From the records below, output exactly the lines running from the line containing "Return one point per instance of the woman's forearm, each" through the line containing "Return one point per instance of the white round", and no others.

** Opening DATA block **

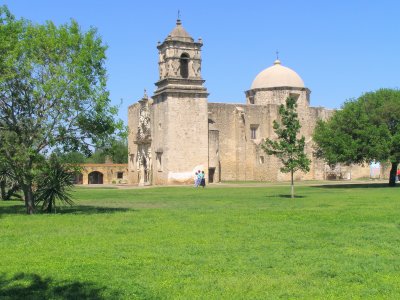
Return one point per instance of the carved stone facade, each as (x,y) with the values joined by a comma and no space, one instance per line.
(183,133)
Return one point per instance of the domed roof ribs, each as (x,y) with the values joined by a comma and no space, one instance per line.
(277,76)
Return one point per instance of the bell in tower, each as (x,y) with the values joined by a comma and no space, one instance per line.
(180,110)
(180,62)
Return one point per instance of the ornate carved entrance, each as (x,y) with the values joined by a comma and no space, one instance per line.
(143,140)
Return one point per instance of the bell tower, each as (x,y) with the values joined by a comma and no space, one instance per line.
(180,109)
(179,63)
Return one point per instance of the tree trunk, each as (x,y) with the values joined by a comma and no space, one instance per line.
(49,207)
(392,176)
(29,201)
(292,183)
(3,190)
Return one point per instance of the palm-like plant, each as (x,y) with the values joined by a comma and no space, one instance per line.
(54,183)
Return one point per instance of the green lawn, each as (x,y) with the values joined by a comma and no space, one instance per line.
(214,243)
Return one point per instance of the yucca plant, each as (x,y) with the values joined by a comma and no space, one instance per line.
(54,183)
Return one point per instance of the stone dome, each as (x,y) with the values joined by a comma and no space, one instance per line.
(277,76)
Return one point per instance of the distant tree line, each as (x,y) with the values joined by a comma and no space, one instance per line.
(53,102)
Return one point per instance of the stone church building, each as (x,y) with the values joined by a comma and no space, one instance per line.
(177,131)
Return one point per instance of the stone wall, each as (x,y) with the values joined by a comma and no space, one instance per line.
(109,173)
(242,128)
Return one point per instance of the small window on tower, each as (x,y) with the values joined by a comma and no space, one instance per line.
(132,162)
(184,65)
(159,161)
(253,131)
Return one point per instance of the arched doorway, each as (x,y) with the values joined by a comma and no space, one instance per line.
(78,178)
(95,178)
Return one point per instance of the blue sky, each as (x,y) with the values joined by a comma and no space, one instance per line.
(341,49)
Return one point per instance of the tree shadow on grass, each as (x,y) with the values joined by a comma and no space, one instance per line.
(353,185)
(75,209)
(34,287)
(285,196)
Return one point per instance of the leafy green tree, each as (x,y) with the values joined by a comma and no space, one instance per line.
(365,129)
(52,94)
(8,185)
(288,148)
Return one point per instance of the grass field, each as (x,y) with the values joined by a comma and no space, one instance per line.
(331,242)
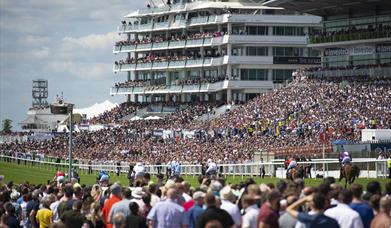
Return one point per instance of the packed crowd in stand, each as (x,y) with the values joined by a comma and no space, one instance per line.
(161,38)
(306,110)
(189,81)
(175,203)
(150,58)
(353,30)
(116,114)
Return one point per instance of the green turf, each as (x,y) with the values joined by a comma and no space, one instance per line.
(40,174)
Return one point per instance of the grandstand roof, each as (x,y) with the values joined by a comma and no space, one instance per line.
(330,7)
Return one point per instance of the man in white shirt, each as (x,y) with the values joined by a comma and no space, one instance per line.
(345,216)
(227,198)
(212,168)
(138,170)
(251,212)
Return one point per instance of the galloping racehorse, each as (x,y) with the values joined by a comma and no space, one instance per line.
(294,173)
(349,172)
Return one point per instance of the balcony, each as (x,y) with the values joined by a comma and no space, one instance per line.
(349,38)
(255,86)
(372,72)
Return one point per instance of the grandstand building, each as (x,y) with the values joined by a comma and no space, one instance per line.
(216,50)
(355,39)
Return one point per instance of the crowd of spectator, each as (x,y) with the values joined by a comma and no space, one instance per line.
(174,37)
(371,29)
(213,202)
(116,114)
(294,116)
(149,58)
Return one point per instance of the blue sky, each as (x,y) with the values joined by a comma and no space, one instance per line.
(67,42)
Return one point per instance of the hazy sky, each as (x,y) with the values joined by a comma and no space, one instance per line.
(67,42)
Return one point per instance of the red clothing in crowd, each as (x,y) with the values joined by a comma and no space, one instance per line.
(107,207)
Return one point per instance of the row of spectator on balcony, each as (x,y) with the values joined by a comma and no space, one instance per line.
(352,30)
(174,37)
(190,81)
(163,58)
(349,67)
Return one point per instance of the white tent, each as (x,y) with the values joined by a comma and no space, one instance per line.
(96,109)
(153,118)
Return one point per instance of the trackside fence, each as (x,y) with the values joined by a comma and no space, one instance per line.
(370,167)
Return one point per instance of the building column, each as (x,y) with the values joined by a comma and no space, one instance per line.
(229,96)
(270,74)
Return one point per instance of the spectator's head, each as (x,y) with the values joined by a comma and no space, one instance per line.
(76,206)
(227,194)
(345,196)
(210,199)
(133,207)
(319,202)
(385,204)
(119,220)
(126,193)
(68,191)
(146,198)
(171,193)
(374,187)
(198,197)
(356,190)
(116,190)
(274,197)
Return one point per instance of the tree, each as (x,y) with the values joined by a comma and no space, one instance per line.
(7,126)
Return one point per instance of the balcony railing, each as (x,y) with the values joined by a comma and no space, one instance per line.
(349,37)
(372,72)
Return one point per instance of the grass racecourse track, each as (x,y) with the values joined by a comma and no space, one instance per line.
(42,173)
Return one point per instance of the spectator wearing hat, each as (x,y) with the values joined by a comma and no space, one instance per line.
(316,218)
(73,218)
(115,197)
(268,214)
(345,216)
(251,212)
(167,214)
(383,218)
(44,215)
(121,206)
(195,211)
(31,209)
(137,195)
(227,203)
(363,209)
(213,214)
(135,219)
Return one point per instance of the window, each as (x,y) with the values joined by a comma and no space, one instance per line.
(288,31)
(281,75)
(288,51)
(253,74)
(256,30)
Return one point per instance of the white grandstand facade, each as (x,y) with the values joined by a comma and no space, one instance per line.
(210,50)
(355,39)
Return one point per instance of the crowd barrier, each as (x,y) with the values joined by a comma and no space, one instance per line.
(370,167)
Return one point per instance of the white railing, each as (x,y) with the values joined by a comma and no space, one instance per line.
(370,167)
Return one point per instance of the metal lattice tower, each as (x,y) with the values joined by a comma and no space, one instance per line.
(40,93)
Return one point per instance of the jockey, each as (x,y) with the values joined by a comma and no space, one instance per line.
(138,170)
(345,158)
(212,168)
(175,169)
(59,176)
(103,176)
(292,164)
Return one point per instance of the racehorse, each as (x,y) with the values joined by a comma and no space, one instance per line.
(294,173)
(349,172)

** Closing DATA block **
** Opening DATA block **

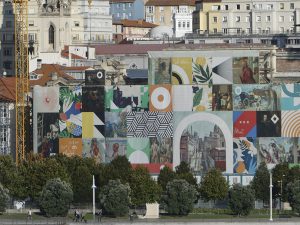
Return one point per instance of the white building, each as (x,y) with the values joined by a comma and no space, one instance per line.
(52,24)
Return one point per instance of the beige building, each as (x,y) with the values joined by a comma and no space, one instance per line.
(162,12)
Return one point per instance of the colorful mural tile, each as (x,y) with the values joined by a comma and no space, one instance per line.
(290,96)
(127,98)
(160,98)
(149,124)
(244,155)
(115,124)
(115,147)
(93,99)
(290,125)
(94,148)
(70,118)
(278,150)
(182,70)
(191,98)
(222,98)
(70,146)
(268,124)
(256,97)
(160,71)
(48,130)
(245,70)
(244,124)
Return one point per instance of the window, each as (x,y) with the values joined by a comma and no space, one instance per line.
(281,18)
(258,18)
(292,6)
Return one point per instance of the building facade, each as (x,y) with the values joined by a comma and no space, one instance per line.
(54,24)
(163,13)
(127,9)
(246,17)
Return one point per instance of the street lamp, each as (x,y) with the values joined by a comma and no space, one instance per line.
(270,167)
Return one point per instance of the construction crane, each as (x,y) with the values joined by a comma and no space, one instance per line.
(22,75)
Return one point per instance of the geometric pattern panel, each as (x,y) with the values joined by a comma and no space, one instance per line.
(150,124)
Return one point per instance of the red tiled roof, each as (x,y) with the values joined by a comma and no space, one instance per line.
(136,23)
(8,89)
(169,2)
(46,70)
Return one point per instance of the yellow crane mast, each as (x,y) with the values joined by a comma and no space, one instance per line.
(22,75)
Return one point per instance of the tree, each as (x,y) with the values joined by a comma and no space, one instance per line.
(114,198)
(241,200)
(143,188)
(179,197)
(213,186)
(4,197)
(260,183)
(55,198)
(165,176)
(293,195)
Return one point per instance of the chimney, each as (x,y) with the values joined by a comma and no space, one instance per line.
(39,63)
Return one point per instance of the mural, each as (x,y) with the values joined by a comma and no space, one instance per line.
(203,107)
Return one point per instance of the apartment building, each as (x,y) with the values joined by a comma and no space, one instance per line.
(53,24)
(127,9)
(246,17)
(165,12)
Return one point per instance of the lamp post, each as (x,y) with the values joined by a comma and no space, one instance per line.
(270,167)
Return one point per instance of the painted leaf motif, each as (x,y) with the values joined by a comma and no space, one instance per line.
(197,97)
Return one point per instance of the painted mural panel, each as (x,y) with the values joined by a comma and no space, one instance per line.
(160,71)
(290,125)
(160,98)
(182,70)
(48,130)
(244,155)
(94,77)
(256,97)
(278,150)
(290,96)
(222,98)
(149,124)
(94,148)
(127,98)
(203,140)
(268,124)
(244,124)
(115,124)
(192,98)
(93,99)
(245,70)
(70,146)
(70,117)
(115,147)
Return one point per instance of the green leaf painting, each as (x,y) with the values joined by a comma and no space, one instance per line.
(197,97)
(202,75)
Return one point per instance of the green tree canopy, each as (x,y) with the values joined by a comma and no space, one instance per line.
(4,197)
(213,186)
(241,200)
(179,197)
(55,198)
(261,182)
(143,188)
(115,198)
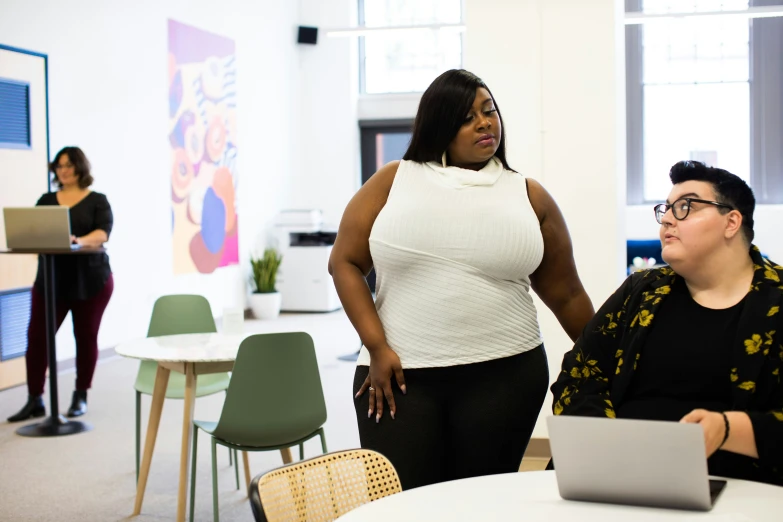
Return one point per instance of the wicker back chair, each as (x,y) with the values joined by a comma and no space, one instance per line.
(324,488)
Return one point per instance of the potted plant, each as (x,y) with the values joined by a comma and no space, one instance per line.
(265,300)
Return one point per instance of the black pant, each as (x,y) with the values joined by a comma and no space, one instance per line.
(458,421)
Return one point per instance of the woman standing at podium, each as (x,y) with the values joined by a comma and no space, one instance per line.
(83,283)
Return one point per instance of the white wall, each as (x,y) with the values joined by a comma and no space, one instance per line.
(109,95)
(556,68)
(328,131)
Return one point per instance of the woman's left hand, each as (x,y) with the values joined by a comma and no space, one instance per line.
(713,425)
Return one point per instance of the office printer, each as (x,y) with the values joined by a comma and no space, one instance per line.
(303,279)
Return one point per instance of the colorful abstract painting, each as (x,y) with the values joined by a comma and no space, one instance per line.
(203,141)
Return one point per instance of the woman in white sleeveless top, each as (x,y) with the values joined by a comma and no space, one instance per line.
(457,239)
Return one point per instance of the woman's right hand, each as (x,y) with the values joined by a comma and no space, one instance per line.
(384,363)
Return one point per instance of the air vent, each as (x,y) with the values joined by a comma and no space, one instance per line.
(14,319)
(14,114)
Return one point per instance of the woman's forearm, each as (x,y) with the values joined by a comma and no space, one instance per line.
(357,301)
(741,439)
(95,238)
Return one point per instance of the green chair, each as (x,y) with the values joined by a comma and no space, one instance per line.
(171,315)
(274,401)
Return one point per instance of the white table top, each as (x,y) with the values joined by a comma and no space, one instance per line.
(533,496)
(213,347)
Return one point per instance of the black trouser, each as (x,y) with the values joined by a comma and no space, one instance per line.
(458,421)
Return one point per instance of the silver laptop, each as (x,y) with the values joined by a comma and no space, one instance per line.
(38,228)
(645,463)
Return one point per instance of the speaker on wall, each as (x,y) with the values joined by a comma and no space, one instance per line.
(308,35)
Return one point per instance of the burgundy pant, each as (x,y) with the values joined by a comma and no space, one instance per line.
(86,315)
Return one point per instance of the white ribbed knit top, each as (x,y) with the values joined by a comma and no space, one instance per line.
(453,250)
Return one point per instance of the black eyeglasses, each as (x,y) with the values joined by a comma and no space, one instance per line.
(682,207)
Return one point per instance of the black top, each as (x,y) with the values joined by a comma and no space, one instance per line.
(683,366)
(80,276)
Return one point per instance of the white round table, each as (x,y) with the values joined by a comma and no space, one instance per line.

** Closing DATA block **

EXERCISE ANSWER ::
Return one point per instance of the woman's forearm, each as (x,y) with the values joined by a comma and no space, one instance per line.
(357,301)
(741,439)
(95,238)
Return one point per instance of the green chair, each as (x,y) with the values joined by a comma and no space, one instance per line.
(171,315)
(274,401)
Return one point per instance of the white table top, each as (x,y) with the values joined by a comma and no space, one instance per line.
(533,496)
(213,347)
Return one point per instance of the black trouser, each as (x,y) with the values joined by a comma and no space, one instance per line.
(458,421)
Return one point per instance of the silver laptop, each as (x,y) with the values joined by a comma and no space, one instance per line.
(38,228)
(645,463)
Return one point per instance of the speaker on wall, each as (x,y) with the values joined by a comma and no space, one instance per line.
(308,35)
Return one point per instance of the burgundy pant, each as (x,y) with the values joined by a comma and no space, one instance per line.
(86,315)
Return one point per instance of the white ribbed knit top, each as (x,y) with the values joined by a comma and no space, one instance per line.
(453,250)
Return one point per instance of the black eyeglasses, each as (x,y) with the values joined by a comma and no space, one instance per line.
(682,207)
Return one point per instance of the black top, each as (x,y) with the values joined by a comma and no space, one instance per line.
(683,366)
(80,276)
Return one point per instance of the white round table, each as (x,y) with the values joined by a comma and no space, one instance per line.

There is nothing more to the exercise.